463 Aktivis dan Rakyat Papua Ditangkap Pada Aksi Penolakan Trikora

Anak-Anak Papua Di bawa Umur Ditahan di Tahanan. (Ilustrasi@)

Jayapura (KM) - Papua yang sering disebut sebagai bagian integral dari Indonesia, sampai saat ini masih terjadi pro dan kontra. 

Pemerintah Indonesia mecaplok dan menguasai tanah Papua dengan beraneka ragam pendekatan, baik itu melalui adat, agama, ekonomi, dan politik serta kekuatan militeristik. Salah satu pendekatan negara Indonesia yang dikenal untuk merebut Papua adalah melalui operasi militer yang dikenal dengan istilah Trikora (1961). 

Operasi militer sendiri berangkat dari dekrit komando yang dikeluarkan oleh presiden panglima tinggi angkatan perang republikIndonesia dalam rangka politik konfrontasi dengan Belanda untuk membebaskan Irian Barat yang kini disebut Papua. 

Pada 19 Desember 1961 telah memberikan instruksi kepada angkatan bersenjata untuk melakukan operasi militer besar–besaran dengan tugas wajibnya membebaskan Papua dari tangan kekuasaan Belanda. Adapun isi komando butir Tri Komando Rakyat; a). Gagalkan pembentukan “Negara Boneka Papua” bauatan kolonial Belanda, b). Kibarkan sang merah putih di Irian Barat (Papua) tanah air Indonesia dan c). Bersiaplah untuk mobilisasi umum guna mempertahankan kemerdekaan dan kesatuan tanah air dan bangsa. 

Hal tersebut diperintahkan oleh presiden Soekarno pada 19 Desember 1961 di Yogyakarta. Tanggal ini juga disebut–sebut sebagai hari lahirnya kekerasan dan kejahatan militer Indonesia terhadap rakyat Papua. Pernyataan tersebut dikemukakan oleh presiden mahasiswa USTJ, Nelius Wenda pada aksi penolakan Trikora dan mendukung keanggotaan penuh ULMWP pada sidang MSG di Port Vila Vanuatu pada bulan ini.

▬▬▬▬▬▬▬▬▬▬

→ **Tugas Anda**:
**1)** Menurut bacaan tentang Trikora, di kota mana dan pada tanggal berapa Presiden Soekarno memberikan perintah tersebut?
**2)** Tuliskan lanjutan bacaan tentang Trikora, dimulai sesudah kalimat terakhirnya.

→ **Bahan yang Disediakan**:
▬▬▬▬▬▬▬▬▬▬

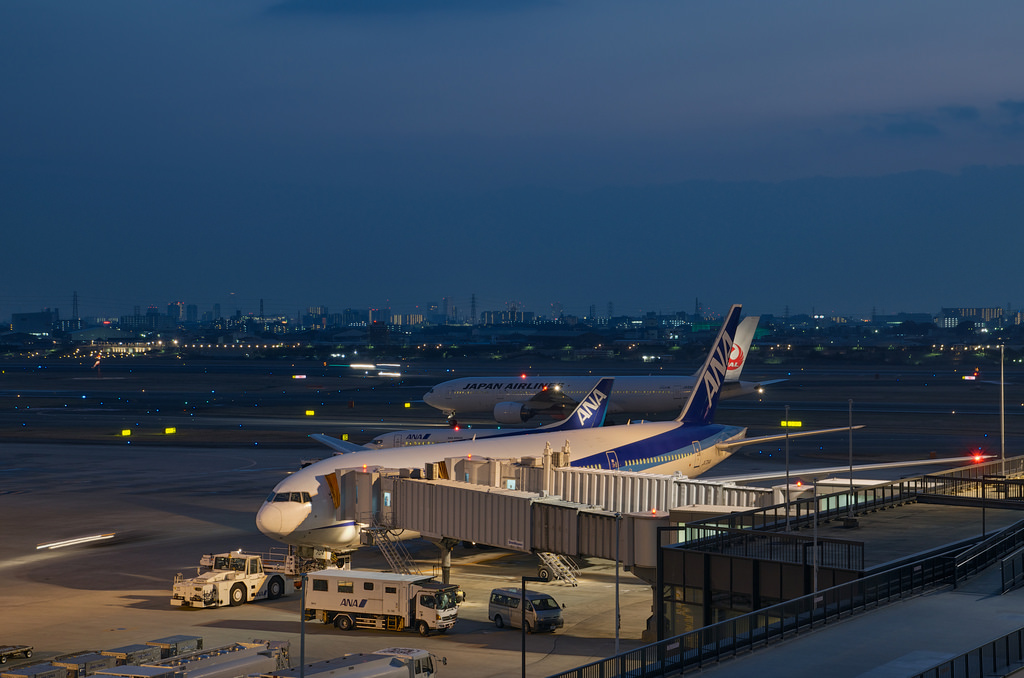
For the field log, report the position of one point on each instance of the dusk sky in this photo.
(802, 156)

▬▬▬▬▬▬▬▬▬▬

→ **Jawaban Tiap Tugas**:
**1)** Di Yogyakarta, pada 19 Desember 1961.

**2)**
 “Terjadinya Trikora merupakan pelanggaran HAM terbesar yang dilakukan oleh Indonesia pada 19 Desember 1961. Operasi militer yang dilakukan secara sepihak demi kepentingan ekonomi termasuk kekayaan alam di Papua. Tanpa ada kompromi dan persetujuan Indonesia mencaplok dan menguasai Papua. Bahkan operasi militer sendiri masih terjadi sampai sekarang dengan melalui berbagai cara”, ujarnya saat diwawancarai kabarmapega.com di Waena Jayapura, Senin (19/12/2016). 

Lanjut dia, sekalipun pemerintah Indonesia klaim operasi militer telah berakhir 55 tahun silam tapi bukti hari ini menunjukan bahwa operasi militer masih berlaku di tanah Papua. 

“Bukti operasi militer atau kekerasan dan kejahatan negara terhadap orang Papua terbukti pada aksi 19 Desember 2016 yang menangkap, menyiksa, membatasi ruang demokrasi dan lain sebaganya di seluruh Indonesia. 

Kami menolak segala macam bentuk pendekatan pemerintah Indonesia melalui kaki tangan aparat militer yang sangat kejam yang selalu membatasi ruang gerak orang Papua”, tegas Wenda.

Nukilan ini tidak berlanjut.